**TO-DO ITEM**
In the transactional outbox description, what field do consumers use to deduplicate republished events?

**DOCUMENT EXCERPT**
################

A domain write and the events it emits are inserted in ONE database transaction (WithinTran); a background Relay then drains pending events to a broker.Publisher with at-least-once delivery. So an event is never lost if the broker is briefly down, and never published unless its domain write commits.

Design goals

The domain layer stays oblivious to persistence and transport. Producers publish a plain typed value through a tx-bound Publisher; which broker topic it lands on, and over which transport, are wiring concerns resolved by a Registry — never named in domain code. Routing is transport-neutral (Topic + optional Key), so the same event row can ship over RabbitMQ, Kafka, NATS, or a WebSocket gateway by swapping the broker.Publisher behind the Relay.

Components

The moving parts map onto the worker package:

  • Relay = worker.Processor[Event]: LeasePending (Source) -> broker.Publish (Handler) -> MarkSent/MarkFailed (Sink), run as a worker.Loop.
  • Sweeper = worker.Loop reclaiming leases abandoned by crashed relays.
  • Cleaner = worker.Loop deleting terminal rows past a retention window.

Producer side: a Registry maps each event's Go type to a route; Publisher (obtained from WithinTran or Bind) records typed values into the outbox in the caller's transaction; PublishOption overrides the route per call.

The Relay paces adaptively (worker.NewPacedLoop): a full batch means a backlog likely remains, so it drains again at once; an empty batch idles for PollInterval (optionally backing off to MaxPollInterval).

Metrics are optional and registered on the shared registry (see the metrics package): NewMetrics builds relay/sweeper/cleaner throughput counters (servicekit_outbox_*), wired via the *Metrics field on RelayConfig/ SweeperConfig/CleanerConfig; NewBacklogCollector exposes backlog gauges (pending/in_flight/failed/oldest_pending_seconds) by querying a StatsReader on each scrape.

Event lifecycle (FSM)

 Insert
   │
   ▼
pending ──Lease──► in_flight ──MarkSent──► sent     (terminal)
   ▲                   │
   │ MarkFailed/Sweep │ MarkFailed (attempts >= max)
   ──────────────────┴──────────► failed           (terminal)

At-least-once: if a relay dies after publishing but before MarkSent, the Sweeper returns the row to pending and it is republished; consumers dedupe on the CloudEvents id. All timestamps are computed Go-side (time.Now().UTC()) and bound as query parameters — no NOW()/CURRENT_TIMESTAMP in SQL — so the clock is injectable in tests.

Tracing: Publish captures the W3C trace context from the publishing ctx into the event's headers (otel.Carrier), so the relay carries it onto the broker message and a consumer can continue the producer's trace with otel.ExtractFromCarrier. With no active trace context the headers stay empty.

Wiring (once, at startup)

Register each event type, then build the store and the workers:

reg := outbox.NewRegistry()
outbox.Register[widget.Created](reg, "widget.created", "widgets",
    outbox.WithKey("created"))

store := outbox.NewPG(log, db, outbox.Options{})       // Postgres-backed Store
group.Add(outbox.NewRelay(log, store, publisher, outbox.RelayConfig{}))
group.Add(outbox.NewSweeper(log, store, outbox.SweeperConfig{}))

################

Collected data
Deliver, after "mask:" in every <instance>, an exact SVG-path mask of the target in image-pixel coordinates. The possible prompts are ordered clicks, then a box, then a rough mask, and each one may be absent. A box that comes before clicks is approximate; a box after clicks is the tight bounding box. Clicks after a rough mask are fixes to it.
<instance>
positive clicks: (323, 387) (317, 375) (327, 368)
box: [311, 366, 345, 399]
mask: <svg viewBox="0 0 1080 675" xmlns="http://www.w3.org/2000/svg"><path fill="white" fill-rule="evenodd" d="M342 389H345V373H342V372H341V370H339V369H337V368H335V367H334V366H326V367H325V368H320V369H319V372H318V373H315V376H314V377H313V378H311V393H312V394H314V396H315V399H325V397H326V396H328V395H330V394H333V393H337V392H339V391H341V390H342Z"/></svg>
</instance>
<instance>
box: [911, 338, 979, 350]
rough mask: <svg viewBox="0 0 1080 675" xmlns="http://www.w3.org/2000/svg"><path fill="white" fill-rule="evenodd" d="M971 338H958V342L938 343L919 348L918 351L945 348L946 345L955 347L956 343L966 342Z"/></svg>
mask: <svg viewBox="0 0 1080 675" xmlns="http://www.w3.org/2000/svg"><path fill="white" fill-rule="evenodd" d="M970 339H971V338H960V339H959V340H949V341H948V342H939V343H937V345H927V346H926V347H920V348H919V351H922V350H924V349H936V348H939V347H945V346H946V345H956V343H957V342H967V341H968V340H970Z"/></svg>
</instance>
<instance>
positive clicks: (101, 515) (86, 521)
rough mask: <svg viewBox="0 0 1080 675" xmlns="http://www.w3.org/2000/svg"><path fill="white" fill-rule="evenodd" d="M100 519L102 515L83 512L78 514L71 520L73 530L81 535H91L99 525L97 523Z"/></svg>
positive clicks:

################

**ANSWER TO THIS PROBLEM**
The CloudEvents id.